Your instructions
Write only how many lines of the listing below include the string "cookie".

**** Records for this exercise

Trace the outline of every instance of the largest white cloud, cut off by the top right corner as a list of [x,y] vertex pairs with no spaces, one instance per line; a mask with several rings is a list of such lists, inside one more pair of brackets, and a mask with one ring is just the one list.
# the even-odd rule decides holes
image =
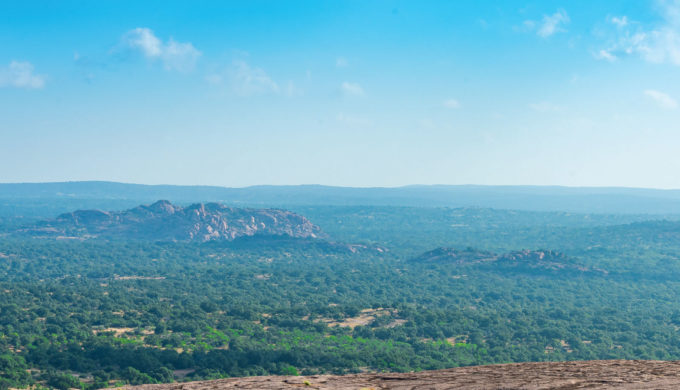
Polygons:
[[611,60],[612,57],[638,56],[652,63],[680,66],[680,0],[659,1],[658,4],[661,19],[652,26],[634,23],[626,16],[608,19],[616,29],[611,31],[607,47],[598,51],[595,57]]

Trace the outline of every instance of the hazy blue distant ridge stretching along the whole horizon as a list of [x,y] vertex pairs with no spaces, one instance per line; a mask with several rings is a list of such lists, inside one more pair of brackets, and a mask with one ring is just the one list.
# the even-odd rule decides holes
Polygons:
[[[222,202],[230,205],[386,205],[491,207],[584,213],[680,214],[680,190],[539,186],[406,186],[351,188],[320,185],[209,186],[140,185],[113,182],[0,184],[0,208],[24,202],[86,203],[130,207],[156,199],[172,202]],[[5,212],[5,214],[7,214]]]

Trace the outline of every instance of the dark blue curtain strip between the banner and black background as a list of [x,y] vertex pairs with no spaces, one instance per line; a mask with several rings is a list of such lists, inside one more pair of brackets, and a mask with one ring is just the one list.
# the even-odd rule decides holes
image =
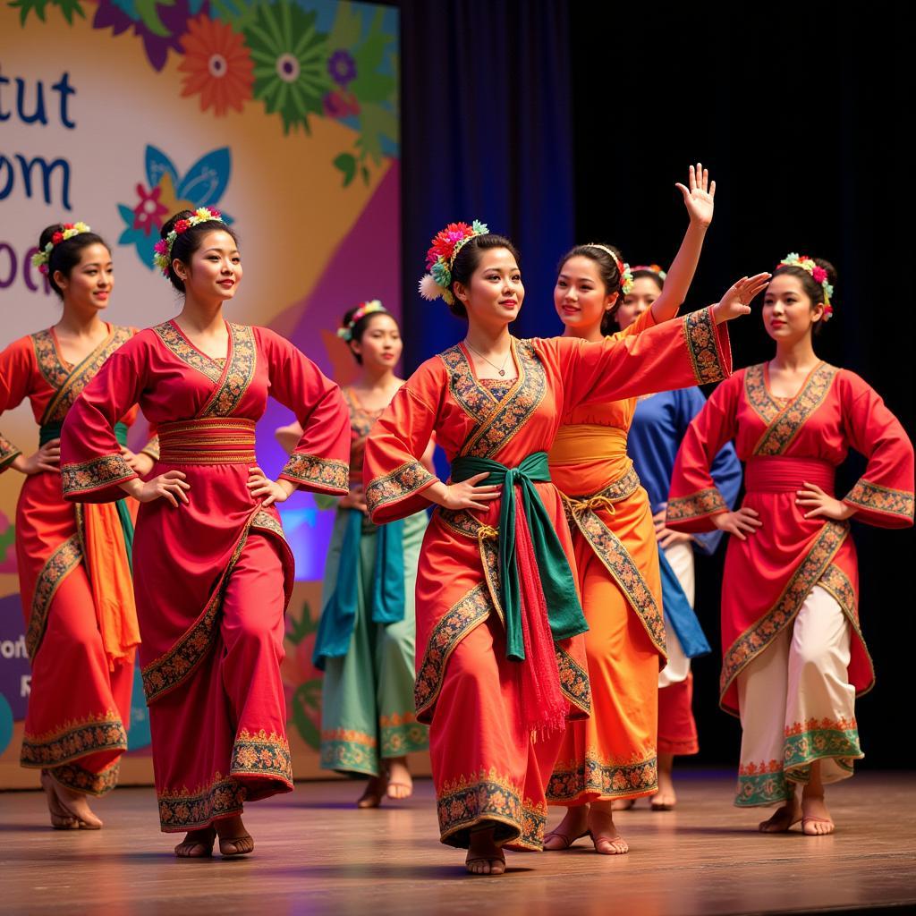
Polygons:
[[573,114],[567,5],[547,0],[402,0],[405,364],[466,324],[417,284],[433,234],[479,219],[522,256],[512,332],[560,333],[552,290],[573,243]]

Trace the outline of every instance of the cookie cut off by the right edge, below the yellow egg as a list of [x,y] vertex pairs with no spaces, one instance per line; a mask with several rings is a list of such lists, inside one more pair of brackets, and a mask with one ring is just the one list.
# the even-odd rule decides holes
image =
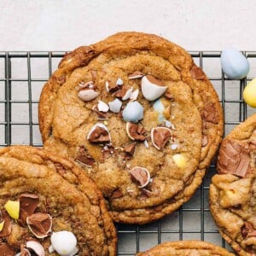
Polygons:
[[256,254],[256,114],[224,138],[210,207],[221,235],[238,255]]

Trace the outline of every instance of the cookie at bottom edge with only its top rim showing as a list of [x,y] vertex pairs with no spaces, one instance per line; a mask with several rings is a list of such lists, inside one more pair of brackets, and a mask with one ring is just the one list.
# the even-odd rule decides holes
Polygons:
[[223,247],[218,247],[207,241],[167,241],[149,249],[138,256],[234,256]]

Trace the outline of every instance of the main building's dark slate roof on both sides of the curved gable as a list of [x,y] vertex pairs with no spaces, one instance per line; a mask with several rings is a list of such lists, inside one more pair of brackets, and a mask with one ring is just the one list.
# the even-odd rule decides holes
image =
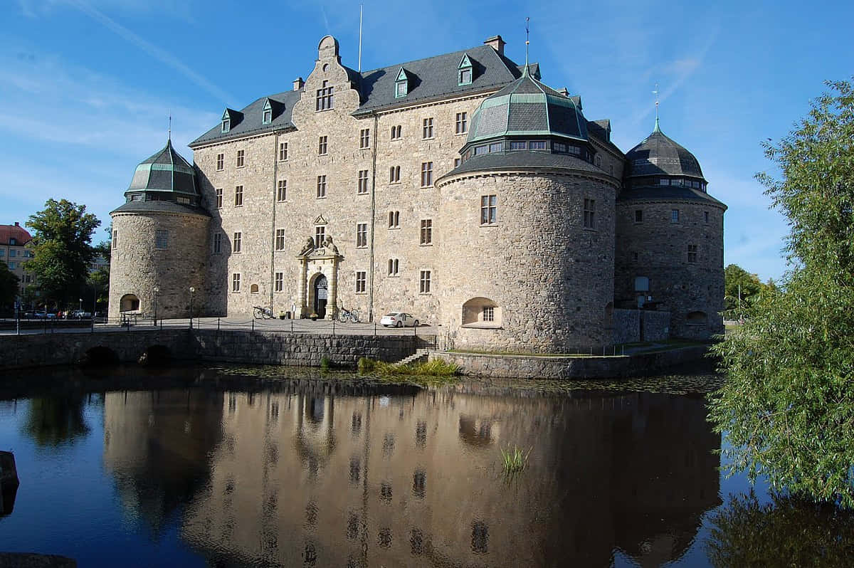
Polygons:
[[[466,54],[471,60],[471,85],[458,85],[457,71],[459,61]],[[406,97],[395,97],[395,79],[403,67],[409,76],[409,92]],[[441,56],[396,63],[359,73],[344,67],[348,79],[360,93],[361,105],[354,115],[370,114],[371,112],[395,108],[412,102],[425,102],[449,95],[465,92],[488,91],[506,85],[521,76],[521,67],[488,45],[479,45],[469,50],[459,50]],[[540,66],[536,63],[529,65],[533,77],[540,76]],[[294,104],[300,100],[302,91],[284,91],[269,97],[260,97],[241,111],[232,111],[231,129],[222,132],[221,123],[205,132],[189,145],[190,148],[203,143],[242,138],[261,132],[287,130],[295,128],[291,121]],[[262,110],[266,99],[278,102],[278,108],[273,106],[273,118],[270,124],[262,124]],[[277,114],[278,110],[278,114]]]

********
**** Records for this exercise

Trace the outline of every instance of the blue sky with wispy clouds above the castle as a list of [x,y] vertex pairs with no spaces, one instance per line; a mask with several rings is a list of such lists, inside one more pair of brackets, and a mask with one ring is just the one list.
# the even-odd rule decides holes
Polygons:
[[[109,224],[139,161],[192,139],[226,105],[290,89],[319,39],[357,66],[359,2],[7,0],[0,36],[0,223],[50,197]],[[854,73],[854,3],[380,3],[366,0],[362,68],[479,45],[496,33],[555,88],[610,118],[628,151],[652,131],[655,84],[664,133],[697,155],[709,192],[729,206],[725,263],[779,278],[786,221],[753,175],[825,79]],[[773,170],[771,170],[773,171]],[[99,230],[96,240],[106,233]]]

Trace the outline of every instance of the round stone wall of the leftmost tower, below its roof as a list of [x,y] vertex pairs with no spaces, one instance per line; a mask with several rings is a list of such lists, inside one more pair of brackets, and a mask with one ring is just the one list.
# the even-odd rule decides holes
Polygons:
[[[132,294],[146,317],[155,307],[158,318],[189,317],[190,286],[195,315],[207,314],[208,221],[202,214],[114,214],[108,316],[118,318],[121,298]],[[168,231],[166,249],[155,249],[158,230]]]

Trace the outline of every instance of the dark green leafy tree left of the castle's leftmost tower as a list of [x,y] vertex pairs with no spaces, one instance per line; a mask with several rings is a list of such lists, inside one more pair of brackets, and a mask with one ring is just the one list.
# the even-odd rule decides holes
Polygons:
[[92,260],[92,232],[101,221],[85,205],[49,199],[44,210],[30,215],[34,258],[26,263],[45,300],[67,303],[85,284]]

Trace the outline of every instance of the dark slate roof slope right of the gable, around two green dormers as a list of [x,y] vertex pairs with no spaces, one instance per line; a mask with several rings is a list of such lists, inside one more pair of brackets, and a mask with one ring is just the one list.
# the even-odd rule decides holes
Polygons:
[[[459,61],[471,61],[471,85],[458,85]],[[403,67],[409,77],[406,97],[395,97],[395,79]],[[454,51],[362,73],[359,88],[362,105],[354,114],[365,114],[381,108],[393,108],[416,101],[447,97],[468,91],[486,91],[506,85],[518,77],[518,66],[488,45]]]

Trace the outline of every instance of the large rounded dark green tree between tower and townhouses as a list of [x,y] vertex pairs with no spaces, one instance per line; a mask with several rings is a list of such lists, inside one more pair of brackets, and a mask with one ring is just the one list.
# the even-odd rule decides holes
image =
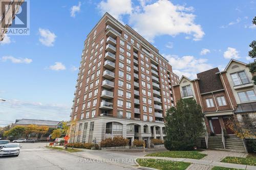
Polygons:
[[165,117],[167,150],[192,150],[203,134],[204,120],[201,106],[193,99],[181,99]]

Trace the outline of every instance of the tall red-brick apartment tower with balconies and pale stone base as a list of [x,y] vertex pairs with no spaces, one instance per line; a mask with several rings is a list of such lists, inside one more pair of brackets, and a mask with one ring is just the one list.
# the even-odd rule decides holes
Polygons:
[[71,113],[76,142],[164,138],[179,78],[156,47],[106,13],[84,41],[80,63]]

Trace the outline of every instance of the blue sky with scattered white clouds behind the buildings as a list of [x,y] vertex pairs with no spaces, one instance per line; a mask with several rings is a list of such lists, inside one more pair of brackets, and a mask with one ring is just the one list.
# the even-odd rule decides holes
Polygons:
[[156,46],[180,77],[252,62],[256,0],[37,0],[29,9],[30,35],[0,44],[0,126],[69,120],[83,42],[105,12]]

********

Final answer
2